▶ ERFORDERLICHE ARBEITEN:
[1] Wozu benutzen die Anwohner laut Quelldokument den Tümpel nahe Sanadas Praxis?
[2] Gib aus dem Quelldokument den Abschnitt von „Das Zentrum des“ bis einschließlich „ganzen Landes benutzt.“ wortgetreu wieder.

▶ QUELLDOKUMENT:
- - - - - - -

Das Zentrum des Films – sowohl im geographischen wie symbolisch-spirituellen Sinne – ist ein dreckiger Tümpel nahe Sanadas Praxis, der von den Anwohnern als Müllkippe benutzt wird und allerlei Krankheiten als Brutstätte dient. Bereits für die eröffnende Titelsequenz, aber auch für viele weitere entscheidende Szenen gibt er den Hintergrund ab und wird zu einem strukturierenden Element des Films. Zugleich wird der Tümpel von Kurosawa – und von Sanada als seine Stimme im Film – als ein Symbol zur Verdeutlichung des physischen und psychischen Zustands der Charaktere aber auch des ganzen Landes benutzt.

Um dieses Zentrum kreisen die Charaktere und definieren sich im Bezug darauf: Sanada, der das Übel erkannt hat, es bekämpft und andere auf den Weg der Besserung bringen will; Matsunaga, der sich in Passivität und Schicksalsergebenheit zurückzieht; Okada, der den Tümpel als sein Element sieht und sich das Übel zu nutze macht.

Vorangetrieben wird Engel der Verlorenen von der Konfrontation Matsunaga-Sanada, aber es bilden sich daneben noch andere Charakterpaare, die teils explizit, teils implizit als Gegensätze und konkurrierende Elemente dienen: Sanada und Okada wirken als zwei Pole, zwischen denen Matsunaga hin- und her gerissen wird. Die junge Kellnerin Gin (gespielt von der vor wenigen Tagen verstorbenen Noriko Sengoku), die sich heimlich in Matsunaga verliebt und davon träumt, mit ihm in ihre Heimat zurückzukehren und ihn gesund zu pflegen, steht im Kontrast zu Matsunagas Geliebter Nanae, einer verwöhnten Nachtclubsängerin. Das Pendant zu Matsunaga wiederum ist ein junges, wie er an Tuberkulose erkranktes Mädchen (die 17jährige Yoshiko Kuga in einer ihrer ersten Rollen), das allerdings Sanada vertraut und die Krankheit mit seiner Hilfe besiegt.

Diese Charakterpaare verkörpern die dem Film zugrunde liegende sozialkritische Botschaft: Japan ist ein zerstörtes, krankes Land, das für einen Neubeginn und eine bessere Zukunft mutige Menschen braucht. Menschen, die bereit sind, der Wahrheit ins Gesicht zu sehen, sich aus ihrer Passivität und mit der Vergangenheit zu brechen, ihr Schicksal in die eigene Hand zu nehmen und hart an sich selbst für ihre Zukunft zu arbeiten.

- - - - - - -

▶ DIE DATEN:

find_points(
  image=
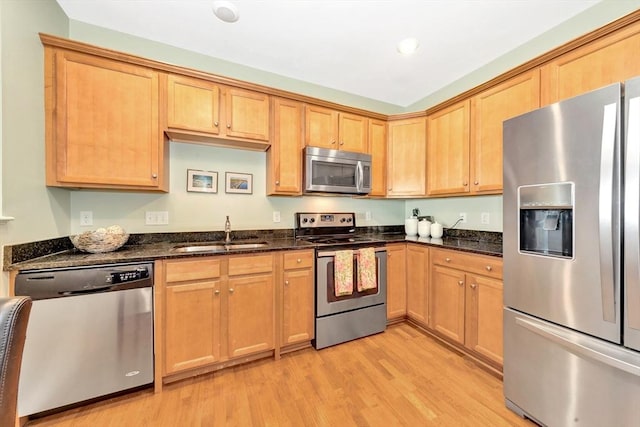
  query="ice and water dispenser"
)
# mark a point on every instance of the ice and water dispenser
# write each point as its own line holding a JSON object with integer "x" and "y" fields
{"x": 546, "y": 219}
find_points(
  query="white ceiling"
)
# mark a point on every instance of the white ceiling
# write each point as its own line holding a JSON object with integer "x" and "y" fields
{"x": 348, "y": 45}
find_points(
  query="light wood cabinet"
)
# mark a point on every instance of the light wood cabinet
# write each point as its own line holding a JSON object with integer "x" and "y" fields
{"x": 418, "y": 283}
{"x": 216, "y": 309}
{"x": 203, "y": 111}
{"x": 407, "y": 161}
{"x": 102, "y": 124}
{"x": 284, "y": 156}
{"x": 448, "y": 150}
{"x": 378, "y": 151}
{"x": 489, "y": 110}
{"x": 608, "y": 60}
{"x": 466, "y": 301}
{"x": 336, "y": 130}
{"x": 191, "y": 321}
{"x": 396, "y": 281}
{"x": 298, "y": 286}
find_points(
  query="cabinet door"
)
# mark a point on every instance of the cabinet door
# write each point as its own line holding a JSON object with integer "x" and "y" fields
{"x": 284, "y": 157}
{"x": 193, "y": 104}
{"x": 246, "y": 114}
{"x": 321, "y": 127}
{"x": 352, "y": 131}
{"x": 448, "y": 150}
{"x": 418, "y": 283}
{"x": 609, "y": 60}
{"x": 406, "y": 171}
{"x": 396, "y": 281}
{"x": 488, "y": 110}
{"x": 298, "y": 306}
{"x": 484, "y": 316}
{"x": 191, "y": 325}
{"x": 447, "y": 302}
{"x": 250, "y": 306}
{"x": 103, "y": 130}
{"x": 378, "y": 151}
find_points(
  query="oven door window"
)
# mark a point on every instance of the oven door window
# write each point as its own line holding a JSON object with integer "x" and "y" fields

- - - - - - -

▶ ANTWORTEN JE AUFGABE:
[1] Als Müllkippe.

[2]
Das Zentrum des Films – sowohl im geographischen wie symbolisch-spirituellen Sinne – ist ein dreckiger Tümpel nahe Sanadas Praxis, der von den Anwohnern als Müllkippe benutzt wird und allerlei Krankheiten als Brutstätte dient. Bereits für die eröffnende Titelsequenz, aber auch für viele weitere entscheidende Szenen gibt er den Hintergrund ab und wird zu einem strukturierenden Element des Films. Zugleich wird der Tümpel von Kurosawa – und von Sanada als seine Stimme im Film – als ein Symbol zur Verdeutlichung des physischen und psychischen Zustands der Charaktere aber auch des ganzen Landes benutzt.